_Task description_.
Copy the material below line for line, without changing anything, and leave out the pictures.

_Extracted records_.
= = = = = = =

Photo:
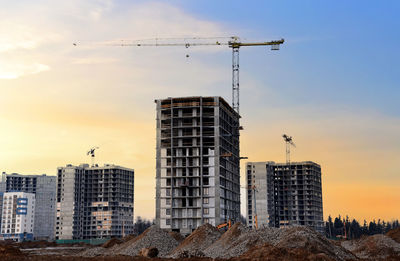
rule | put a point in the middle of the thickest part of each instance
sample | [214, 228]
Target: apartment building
[94, 202]
[44, 188]
[283, 194]
[197, 166]
[18, 214]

= = = = = = =

_Reply to the task_.
Photo:
rule | put a point in the middle of the thickest part of each instance
sample | [214, 228]
Target: apartment building
[94, 202]
[44, 188]
[283, 194]
[197, 166]
[18, 214]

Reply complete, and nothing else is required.